| WHAT IS NEEDED |
Write the next part of the passage on the Bewcastle Cross, picking up after its final sentence.

| PAGE TEXT |
^^^^^^^^
The Message of the Cross

Unlike Ruthwell Cross, the Cross in Bewcastle still stands unprotected under the open sky,  and so is exposed to elements. Consequently, its top has been destroyed and the surface of the  stones is badly weathered, but on a bright day the sculpture is still most impressive. On three of its sides, the Cross has only an ornamental decoration but on the fourth there are four panels. In one is a runic worn inscription. Its meaning is now not certain. Possibly, the inscription was to commemorate King Alchfrith of Deira (southern Northumbria), who died after 664, and his wife, Cyneburh. The memorial thus may have been ascribed to his half-sister Abbess Ælfflæd of Whitby (died in 714). Yet, such a theory is the realm of speculation.

Each of the other three panels of the that Cross’ side contains a monumental figure. The  three figures on the cross are crucial to its significance. In the center is Christ in Majesty, standing over two beasts at His feet who are recognizing him as their God. At the top, there’s Saint John the Baptist with the Lamb, and finally, at the base, a famous and controversial figure of a man with a falcon or eagle on a perch beside him. Most possibly, it is Saint John the Evangelist holding a pen. The two first figures are the same as on Ruthwell Cross, though different stylistically. The Bewcastle master’s figures are long and square, without round or bulging forms typical of Ruthwell Cross. Christ standing over the beasts is a subject from Psalm 91, Verses 11-13, which are  mostly interpreted in relation to the Gospel according to Saint Mark, Chapter 1st, Verse 13, when Jesus is in the desert together with wild animals, metaphorically compared to demons, and serving him angels, and Verse 24, where demons recognize Him as the Son of God.
^^^^^^^^
| DATASET ENTRIES |

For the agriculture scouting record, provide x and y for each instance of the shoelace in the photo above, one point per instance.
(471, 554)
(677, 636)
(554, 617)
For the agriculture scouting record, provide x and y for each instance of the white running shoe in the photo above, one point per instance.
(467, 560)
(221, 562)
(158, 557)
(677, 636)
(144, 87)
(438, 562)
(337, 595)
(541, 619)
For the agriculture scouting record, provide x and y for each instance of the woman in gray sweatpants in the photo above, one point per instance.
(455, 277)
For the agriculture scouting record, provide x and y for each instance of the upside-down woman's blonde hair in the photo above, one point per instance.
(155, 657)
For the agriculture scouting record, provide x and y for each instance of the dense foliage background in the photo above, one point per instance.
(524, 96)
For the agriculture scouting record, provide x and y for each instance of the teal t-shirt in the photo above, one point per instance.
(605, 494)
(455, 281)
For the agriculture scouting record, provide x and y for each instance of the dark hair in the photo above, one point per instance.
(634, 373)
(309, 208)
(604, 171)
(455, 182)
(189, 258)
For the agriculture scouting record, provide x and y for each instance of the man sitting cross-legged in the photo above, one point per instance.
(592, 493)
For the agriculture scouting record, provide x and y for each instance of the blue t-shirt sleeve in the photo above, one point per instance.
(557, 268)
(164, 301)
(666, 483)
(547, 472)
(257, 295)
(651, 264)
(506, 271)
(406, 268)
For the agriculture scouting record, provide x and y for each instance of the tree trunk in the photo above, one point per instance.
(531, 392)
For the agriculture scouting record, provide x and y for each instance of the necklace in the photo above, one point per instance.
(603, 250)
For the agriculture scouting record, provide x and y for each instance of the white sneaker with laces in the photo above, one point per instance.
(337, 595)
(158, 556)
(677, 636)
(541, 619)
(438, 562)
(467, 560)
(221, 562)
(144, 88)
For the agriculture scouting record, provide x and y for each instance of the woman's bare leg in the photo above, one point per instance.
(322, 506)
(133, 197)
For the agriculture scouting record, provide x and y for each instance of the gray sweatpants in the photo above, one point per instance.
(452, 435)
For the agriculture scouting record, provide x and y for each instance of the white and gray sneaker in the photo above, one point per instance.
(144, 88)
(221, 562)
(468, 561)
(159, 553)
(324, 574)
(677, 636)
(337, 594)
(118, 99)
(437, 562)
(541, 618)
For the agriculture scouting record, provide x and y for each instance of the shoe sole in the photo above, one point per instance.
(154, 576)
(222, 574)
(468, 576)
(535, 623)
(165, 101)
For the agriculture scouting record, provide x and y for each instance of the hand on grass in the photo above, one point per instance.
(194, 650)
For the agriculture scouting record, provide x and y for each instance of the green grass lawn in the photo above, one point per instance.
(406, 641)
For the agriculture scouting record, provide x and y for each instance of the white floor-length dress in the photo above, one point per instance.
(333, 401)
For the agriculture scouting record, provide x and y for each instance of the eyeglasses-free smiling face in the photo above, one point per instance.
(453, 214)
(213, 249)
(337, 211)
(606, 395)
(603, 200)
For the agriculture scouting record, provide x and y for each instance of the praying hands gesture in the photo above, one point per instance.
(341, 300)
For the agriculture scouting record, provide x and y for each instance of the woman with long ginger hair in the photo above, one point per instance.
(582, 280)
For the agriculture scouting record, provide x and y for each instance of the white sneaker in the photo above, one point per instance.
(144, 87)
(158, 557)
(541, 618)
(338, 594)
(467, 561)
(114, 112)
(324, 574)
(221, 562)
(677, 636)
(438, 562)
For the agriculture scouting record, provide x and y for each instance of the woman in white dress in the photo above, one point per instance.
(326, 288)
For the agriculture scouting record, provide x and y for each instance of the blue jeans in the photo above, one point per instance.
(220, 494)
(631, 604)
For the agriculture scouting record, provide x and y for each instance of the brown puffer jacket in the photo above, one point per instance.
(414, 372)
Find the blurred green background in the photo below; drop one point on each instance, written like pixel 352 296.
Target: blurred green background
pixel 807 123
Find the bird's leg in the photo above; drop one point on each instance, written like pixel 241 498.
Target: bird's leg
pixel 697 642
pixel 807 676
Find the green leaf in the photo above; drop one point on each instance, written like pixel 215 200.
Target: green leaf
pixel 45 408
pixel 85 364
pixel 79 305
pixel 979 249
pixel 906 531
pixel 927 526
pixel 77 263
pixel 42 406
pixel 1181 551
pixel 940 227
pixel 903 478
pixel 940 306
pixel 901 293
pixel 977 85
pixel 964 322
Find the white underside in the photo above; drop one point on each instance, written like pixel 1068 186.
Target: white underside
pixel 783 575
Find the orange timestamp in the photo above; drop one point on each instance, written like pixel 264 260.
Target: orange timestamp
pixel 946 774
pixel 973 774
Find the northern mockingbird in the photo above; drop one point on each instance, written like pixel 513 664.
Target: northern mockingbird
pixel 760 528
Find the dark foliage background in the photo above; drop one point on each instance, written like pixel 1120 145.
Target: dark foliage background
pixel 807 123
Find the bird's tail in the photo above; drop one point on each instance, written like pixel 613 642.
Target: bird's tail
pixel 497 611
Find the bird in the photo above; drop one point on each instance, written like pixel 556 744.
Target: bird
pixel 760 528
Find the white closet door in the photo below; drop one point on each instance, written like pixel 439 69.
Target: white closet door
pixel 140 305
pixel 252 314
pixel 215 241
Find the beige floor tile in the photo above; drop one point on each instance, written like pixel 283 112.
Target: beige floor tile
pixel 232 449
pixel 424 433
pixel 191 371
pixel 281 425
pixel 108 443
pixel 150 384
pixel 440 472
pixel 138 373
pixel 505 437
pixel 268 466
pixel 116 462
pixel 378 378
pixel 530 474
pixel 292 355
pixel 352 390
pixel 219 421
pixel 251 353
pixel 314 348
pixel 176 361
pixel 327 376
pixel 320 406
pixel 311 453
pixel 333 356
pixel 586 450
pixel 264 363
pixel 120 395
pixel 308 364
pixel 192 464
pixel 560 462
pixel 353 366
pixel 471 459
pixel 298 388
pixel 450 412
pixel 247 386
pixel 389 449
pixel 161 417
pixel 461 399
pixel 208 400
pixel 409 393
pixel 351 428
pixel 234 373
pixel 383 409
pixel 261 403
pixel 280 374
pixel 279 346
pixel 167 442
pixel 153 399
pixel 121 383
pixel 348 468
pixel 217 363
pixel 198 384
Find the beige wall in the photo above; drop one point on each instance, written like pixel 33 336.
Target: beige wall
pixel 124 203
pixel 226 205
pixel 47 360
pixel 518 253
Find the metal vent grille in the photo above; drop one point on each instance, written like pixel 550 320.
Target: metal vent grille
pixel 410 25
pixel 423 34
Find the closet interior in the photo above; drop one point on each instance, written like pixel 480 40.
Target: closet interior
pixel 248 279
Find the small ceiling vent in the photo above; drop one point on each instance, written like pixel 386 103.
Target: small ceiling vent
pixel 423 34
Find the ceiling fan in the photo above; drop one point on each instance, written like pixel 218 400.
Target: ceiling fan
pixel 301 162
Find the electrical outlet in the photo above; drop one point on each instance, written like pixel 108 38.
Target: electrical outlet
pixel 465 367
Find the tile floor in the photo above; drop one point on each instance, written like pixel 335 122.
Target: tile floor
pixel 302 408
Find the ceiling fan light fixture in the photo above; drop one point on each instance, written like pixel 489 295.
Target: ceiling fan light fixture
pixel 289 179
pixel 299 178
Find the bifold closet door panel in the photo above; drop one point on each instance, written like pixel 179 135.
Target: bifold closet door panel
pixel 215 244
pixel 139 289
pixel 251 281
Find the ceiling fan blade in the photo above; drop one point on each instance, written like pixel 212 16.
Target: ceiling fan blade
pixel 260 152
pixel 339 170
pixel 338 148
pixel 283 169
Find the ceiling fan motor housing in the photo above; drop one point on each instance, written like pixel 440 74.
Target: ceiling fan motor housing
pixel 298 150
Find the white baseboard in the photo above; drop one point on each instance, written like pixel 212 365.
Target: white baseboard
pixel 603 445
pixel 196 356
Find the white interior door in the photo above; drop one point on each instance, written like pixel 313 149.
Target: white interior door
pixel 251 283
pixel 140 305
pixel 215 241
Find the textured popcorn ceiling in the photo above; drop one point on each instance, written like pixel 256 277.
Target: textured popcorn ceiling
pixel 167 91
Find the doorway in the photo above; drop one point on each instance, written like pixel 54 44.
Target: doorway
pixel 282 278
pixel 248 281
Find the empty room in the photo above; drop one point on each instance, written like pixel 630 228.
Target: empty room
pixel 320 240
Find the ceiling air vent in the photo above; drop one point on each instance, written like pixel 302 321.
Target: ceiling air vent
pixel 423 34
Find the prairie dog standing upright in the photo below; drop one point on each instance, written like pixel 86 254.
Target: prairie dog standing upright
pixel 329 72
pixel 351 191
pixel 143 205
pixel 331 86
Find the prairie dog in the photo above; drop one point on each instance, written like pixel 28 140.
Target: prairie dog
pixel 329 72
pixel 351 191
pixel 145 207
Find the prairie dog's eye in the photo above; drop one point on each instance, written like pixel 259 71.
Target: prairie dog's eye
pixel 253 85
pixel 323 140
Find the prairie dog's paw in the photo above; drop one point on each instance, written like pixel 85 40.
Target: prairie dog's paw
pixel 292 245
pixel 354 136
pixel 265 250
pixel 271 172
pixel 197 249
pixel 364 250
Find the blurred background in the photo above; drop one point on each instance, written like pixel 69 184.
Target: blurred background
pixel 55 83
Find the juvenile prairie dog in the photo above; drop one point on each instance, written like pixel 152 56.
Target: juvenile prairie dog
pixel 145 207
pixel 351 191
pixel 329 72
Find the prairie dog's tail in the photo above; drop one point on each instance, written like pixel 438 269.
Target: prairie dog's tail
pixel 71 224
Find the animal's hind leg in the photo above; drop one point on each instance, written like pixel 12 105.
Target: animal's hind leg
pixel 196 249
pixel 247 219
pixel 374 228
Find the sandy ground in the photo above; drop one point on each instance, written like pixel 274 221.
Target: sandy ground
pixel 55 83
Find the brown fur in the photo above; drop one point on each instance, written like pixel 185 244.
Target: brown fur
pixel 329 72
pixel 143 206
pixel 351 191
^^^^^^^^
| RESULT OF THIS EXERCISE |
For he will command his angels concerning you to guard you in all your ways; they will lift you up in their hands, so that you will not strike your foot against a stone. You will tread on the lion and the cobra; you will trample the great lion and the serpent.

Psalm 91:11-13

… and he was in the wilderness forty days, being tempted by Satan. He was with the wild animals, and angels attended him.

Mark 1:13

 “What do you want with us, Jesus of Nazareth? Have you come to destroy us? I know who you are—the Holy One of God!”

Mark 1:24

The scene was usually depicted in Eastern Mediterranean art, where the beasts were a lion and a snake or a dragon. Here is a Northrumbrian variant, where the wild animals look rather like swine, and their attitude also differs from a common Mediterranean examplum. Possibly, Northumbrian artists used an imported ivory or metal relief as a model for their sculpture and adopted it to their own tradition. Saint John the Evangelist is also on Ruthwell Cross but smaller and possibly together with the three other Gospel writers. At Bewcastle, he is singled out and represented on the same monumental scale as Christ  and Saint John the Baptist. Like at Ruthwell High Cross, Saint John is shown with his symbol of the eagle. Recent reserach has revealed that a similar representation can be found in a Syrian manuscript; although Saint John is shown there in a seated position, his pose with a lamp on a stand, with the latter mistaken as the eagle, does not differ much from Saint John carved on Bewcastle Cross.

But what is the connection between Saint John the Evangelist and Saint John the Baptist? The Gospel according to Saint John starts with the description of the Logos which became the foundation of all medieval theology. Saint John the Evangelist mentions Saint John the Baptist in the sentence: “There was a man sent from God, whose name was John” (John 1:6) and then follows an account of the mission of the Babtist with the verse referring to the Lamb: “The next day John saw Jesus coming toward him and said, ‘Look, the Lamb of God, who takes away the sin of the world!'” (John 1:29). Hence, Saint John the Baptist is the prophet of the Logos, prophet of the Lamb and prophet of the Baptism, so he is like a predecessor of Christ and of those times where Christ appears in history and in the Bible. In turn, Saint John the Evangelist has been considered by medieval Church as the highest of the four Gospel writers. Both parts of the Gospel according to Saint John, Chapter 1, were read within the same week in the Roman Church, the part about the Babtist in the week before Christmas, and the beginning on Christmas Day.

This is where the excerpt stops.